New York – If the University of California unleashes its wildly popular Hindi film dance competition “Bollywood Berkley” in February, then Harvard has its own “Raunak” show. The South Asian student-run Tamasha festival in New York bills itself as the “grandmother” of all free-form, Bollywood-style, fusion dance contests. It recently hosted a match-up with 11 teams with 10 to 20 dancers from Brown, Johns Hopkins University, Rutgers, Massachusetts Institute of Technology, Carnegie Mellon, Temple, Columbia and Dartmouth.
Details regarding trendy costumes, music and elaborate sets are guarded like state secrets. Some 19-year-olds are brilliant at choreographing a large cast of male and female dancers, but they drive their flock hard to reach Bollywood perfection.
“A competitive team will follow a typical roster of 30 hours of practice per week during spring semester. It is very rigorous. A week before D-day, rehearsals can run up to seven hours a night,” said dancer Vishal Kumar Gupta, a fourth year economics undergraduate who is also studying business administration at Hass. He has been a member of the University of California’s Dhadkan team.
The eight-minute-long seductive Bollywood-inspired choreographed pieces include at least four costume changes. This prompted an American critic to describe the dance numbers as “equal parts art, camp and fire drill.”
Gupta’s team dissects video footage of their performances like super athletes and coaches. “Most people don’t realize how time-consuming it is to be on the team and what a big commitment it is,” says Gupta, a rough-and-tumble high school footballer who only discovered his dancing feet in UC Berkley.
“My parents were happy and surprised to see me do this. I played football in high school, I don’t speak Hindi and I am not as integrated into Indian culture as I should be. At UC Berkley I found my way,” said Gupta.

◆ DATA UNDER STUDY
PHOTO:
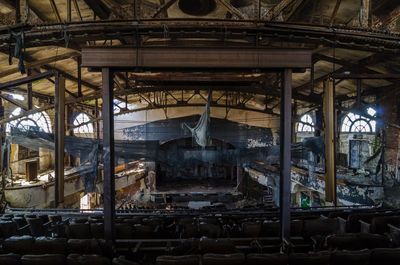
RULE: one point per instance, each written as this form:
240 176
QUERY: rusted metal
29 88
365 76
329 131
108 154
59 139
194 58
285 154
25 80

◆ WHAT TO DO
• 1. Answer these from the article on Bollywood dance contests:
(a) How many teams took part in the recent Tamasha match-up?
(b) How long can rehearsals run a week before D-day?
(c) How many costume changes do the eight-minute pieces include at minimum?
• 2. List every school the article on Bollywood dance contests names as sending dancers to the recent Tamasha match-up.
• 3. Carry on the article on Bollywood dance contests from its final sentence.

◆ LIST OF ANSWERS
• 1.
(a) 11 teams
(b) Up to seven hours a night
(c) Four

• 2. Brown, Johns Hopkins University, Rutgers, Massachusetts Institute of Technology, Carnegie Mellon, Temple, Columbia, Dartmouth

• 3.
The competitions are an India club thing, but African-American, South Asian and white students are not immune to the song-and dance that makes glamorous Bollywood dance contests infectious. “Most of the people on the team are first-generation American kids of Indian parents. But I am a Bollywood freak. I have grown up watching Bollywood films in Pakistan. It is the biggest connect for me now that I am so far way from home,” Iram Praveen Bilal from Pakistan, a member of the Anjaane dance team from the University of Southern California, told Yahoo! News.
The joy of competing has little to do with cash awards which range from $1,000 to $3,000. “Even if we won all the big ones we wouldn’t break even. We pay for our own costumes, travel and props. A lot of students work on campus to help the team, while some members get their parents to support them,” said Gupta.
Bollywood dance competitions have lasting influence. “My dance experience really defined who I became,” said gifted choreographer Shalin Shah who graduated from UC Berkeley in 2007 with a major in Biology. “I suffered withdrawal symptoms because the Bollywood dance competitions were such fun -– they taught me to work with people. I am not averse now to exploring dance opportunities.”